HOW TO COMPLETE THIS TASK |
When you copy the entries, keep every word exactly as it is and drop the images.

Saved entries
------------------------------
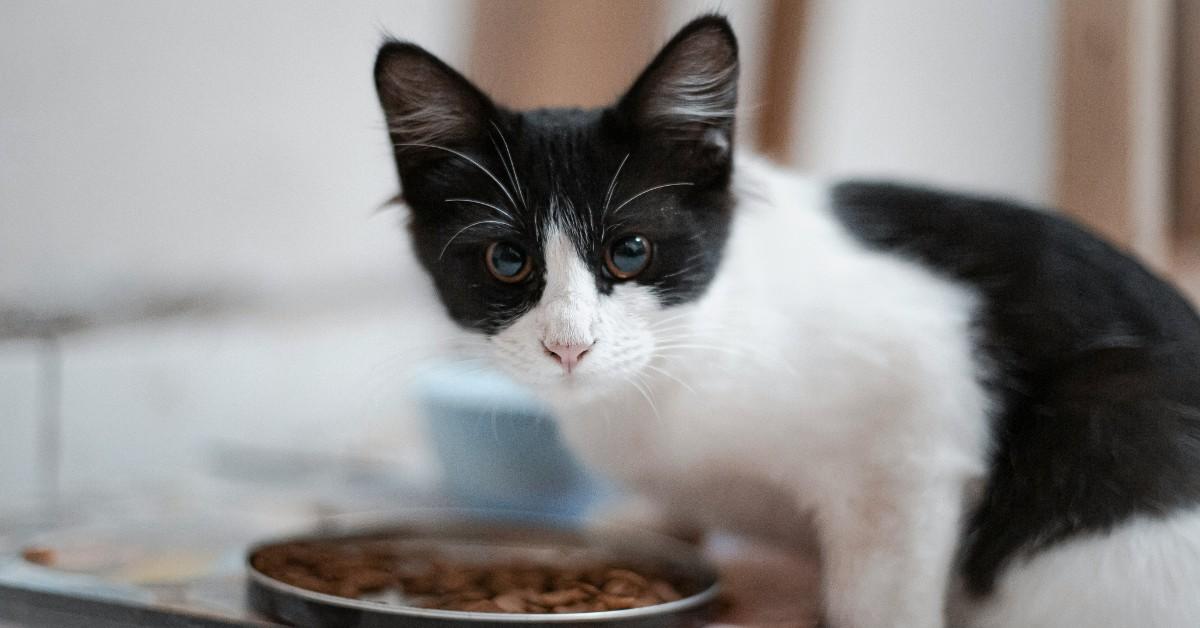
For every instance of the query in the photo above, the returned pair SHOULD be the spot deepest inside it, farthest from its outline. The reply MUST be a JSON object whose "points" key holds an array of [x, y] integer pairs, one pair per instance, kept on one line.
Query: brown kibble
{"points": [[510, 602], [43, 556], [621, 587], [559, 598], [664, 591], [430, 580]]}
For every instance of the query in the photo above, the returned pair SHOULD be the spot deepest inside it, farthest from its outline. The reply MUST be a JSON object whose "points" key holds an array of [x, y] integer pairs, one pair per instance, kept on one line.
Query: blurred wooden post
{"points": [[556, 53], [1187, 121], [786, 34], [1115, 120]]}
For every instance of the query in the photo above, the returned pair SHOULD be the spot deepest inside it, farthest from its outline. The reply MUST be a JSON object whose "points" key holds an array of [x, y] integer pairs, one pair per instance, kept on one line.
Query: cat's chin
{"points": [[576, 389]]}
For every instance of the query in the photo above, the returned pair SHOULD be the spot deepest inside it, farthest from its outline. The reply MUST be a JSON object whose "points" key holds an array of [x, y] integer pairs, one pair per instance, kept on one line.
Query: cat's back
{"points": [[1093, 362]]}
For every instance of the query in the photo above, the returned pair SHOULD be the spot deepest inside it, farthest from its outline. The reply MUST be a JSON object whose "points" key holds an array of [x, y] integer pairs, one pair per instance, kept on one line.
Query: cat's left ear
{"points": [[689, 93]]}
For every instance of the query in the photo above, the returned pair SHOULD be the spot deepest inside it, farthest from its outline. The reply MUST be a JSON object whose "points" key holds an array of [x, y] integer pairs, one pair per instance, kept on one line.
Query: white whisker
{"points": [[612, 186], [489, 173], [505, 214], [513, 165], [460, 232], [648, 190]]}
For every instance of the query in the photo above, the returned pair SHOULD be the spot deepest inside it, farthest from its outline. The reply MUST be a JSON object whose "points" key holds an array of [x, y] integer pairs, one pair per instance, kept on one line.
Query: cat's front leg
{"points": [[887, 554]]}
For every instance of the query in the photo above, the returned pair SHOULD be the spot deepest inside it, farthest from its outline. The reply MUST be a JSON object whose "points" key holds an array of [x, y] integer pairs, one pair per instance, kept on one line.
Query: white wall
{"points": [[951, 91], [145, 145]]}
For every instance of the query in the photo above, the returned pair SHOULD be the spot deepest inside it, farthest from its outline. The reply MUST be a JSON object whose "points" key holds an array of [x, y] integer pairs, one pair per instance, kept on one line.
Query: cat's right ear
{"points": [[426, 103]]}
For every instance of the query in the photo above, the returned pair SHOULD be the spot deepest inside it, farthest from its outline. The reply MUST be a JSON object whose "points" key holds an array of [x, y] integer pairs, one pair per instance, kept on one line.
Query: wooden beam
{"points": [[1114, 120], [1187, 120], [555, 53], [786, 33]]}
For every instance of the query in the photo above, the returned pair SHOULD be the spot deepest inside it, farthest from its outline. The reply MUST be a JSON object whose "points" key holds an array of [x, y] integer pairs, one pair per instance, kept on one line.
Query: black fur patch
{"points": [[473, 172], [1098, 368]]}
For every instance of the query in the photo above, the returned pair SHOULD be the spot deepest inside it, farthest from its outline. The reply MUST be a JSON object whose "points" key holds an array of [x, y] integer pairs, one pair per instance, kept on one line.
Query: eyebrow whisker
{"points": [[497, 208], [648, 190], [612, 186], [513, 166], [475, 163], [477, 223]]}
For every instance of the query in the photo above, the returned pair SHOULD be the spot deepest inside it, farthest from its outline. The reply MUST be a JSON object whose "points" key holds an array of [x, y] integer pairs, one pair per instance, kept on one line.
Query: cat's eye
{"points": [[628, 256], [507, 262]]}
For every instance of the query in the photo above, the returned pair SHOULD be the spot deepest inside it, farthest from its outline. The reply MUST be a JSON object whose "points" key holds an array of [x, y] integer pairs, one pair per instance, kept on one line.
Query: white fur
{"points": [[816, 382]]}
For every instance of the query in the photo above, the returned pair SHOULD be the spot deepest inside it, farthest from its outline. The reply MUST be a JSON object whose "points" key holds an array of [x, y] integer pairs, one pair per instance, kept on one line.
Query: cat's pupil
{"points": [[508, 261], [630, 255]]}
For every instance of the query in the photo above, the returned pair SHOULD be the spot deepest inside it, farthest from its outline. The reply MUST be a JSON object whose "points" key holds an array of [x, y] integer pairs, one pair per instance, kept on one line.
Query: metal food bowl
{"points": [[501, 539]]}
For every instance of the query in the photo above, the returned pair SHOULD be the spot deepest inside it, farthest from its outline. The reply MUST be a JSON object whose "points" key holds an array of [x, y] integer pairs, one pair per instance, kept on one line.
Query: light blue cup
------------------------------
THE ANSWER |
For every instance of the query in the photo above, the returned pair SHOULD be the spot deepest inside it, farthest from its outline. The reply MUST be a JSON object whose "points" key holds an array of [x, y] integer pairs, one pair per instance, kept on one line.
Query: brown kibble
{"points": [[510, 602], [43, 556], [621, 587], [559, 598], [664, 591], [430, 580]]}
For every instance of the query in the photo above, the returned pair SHOULD be the spot deepest inside it, farthest from its outline. The reply MUST be a JSON object whose "points" key holds an array of [x, y] integer pairs, one pair per instance, kept on one line.
Query: blurred wooden post
{"points": [[556, 53], [1187, 121], [786, 34], [1115, 120]]}
For every instance of the query in the photo above, the returned pair SHOULD be the spot deepest inside it, farthest from its outline. The reply MUST be a JSON object whose "points" key holds an array of [x, y] integer pairs, one pair per instance, kept on one line.
Query: cat's chin
{"points": [[576, 389]]}
For every instance of the query in the photo above, the returned pair SHOULD be the spot deepest inside it, farthest from its outline. The reply MUST be a JSON object whose "points" key holds an array of [x, y] integer pairs, one pair per instance, kept on one line.
Query: cat's back
{"points": [[1093, 362]]}
For every instance of the query in the photo above, the returned pair SHOULD be the spot deepest inside it, farthest from its outline. The reply MUST be a JSON object whose "points" key holds an array of [x, y] integer pairs, one pair per instance, kept on one line.
Query: cat's left ear
{"points": [[689, 93]]}
For every instance of the query in the photo above, the returned pair SHOULD be the spot deepest inside it, farthest from its outline. The reply MUST be a JSON object whose "points" key holds an array of [x, y] integer pairs, one pair per instance, kept on one line.
Query: white whisker
{"points": [[612, 186], [489, 173], [505, 214], [513, 165], [460, 232], [648, 190]]}
For every instance of the query in the photo above, the returned pair SHOULD be the spot deepest inside it, farthest from its outline. The reply MUST be a JSON object whose "points" key holds an array of [x, y] integer pairs, one pair per instance, kept on one line.
Query: cat's front leg
{"points": [[887, 554]]}
For every instance of the query in the photo above, the returned pair SHOULD be the spot deepest inside it, farthest from its outline. The reply MUST be a JSON object whose "points" key holds an array of [x, y] integer pairs, one pair per instance, kept on one line.
Query: white wall
{"points": [[951, 91], [145, 145]]}
For every instance of the query in the photo above, the returned pair SHOULD be the spot deepest inside it, farthest from its outline. The reply MUST be a JSON object whose "points" key holds an array of [x, y] integer pairs, one pair per instance, kept on one line.
Query: cat's right ear
{"points": [[426, 103]]}
For every instance of the query in the photo above, the returned pair SHOULD be the spot deepest inside it, farthest from its outline. The reply MUST be a JSON object whose "points" key holds an array of [x, y] integer pairs, one pair per instance, kept on one line.
Query: wooden beam
{"points": [[1114, 120], [1187, 120], [555, 53], [786, 33]]}
For every instance of the query in the photo above, the returned pair SHOULD be the spot deepest inside it, farthest from its outline. The reply MUST be a JSON object whose "points" key holds an array of [x, y] integer pairs, one pair per instance, kept on one line.
Query: black fur patch
{"points": [[473, 172], [1098, 368]]}
For every instance of the query in the photo above, the returned pair SHOULD be the spot deepest inside it, farthest from its outline. The reply MUST be a JSON object whose "points" key holds an array of [x, y] integer pairs, one pair per instance, kept on one line.
Query: eyebrow whisker
{"points": [[497, 208], [648, 190], [612, 186], [513, 166], [475, 163], [477, 223]]}
For every instance of the query in the photo above, the returned pair SHOULD be the spot deepest inside it, farthest from its outline. The reply MUST be a JSON object whose "points" key holds an array of [x, y] integer pairs, one pair per instance, kept on one line.
Query: cat's eye
{"points": [[628, 256], [507, 262]]}
For every instance of the query in the photo above, the returned pair SHOULD be the spot deepest inside it, farthest from its outline. The reply MUST be a JSON object whose "points" key holds an array of [x, y] integer pairs, one pair per instance, kept on one line.
Query: white fur
{"points": [[816, 382]]}
For every instance of the query in the photo above, the returned pair SHOULD be the spot deepest inside it, farthest from its outline. The reply MUST be a JSON object whose "points" key holds an array of [x, y] integer pairs, one pair per instance, kept on one line.
Query: cat's pupil
{"points": [[508, 261], [630, 255]]}
For every instance of the query in the photo above, the returned pair SHOULD be the spot deepest inside it, farthest from its outline. The reply MUST be a JSON object whose "points" key holds an array of [x, y] integer pairs, one pair per instance, kept on one line.
Query: metal food bowl
{"points": [[501, 539]]}
For every instance of the query in the photo above, the returned pair SHOULD be the spot deepest inside it, farthest from its outline. The reply MUST be a JSON object whose "points" key holds an array of [x, y] integer pairs, one pair per instance, kept on one line.
Query: light blue cup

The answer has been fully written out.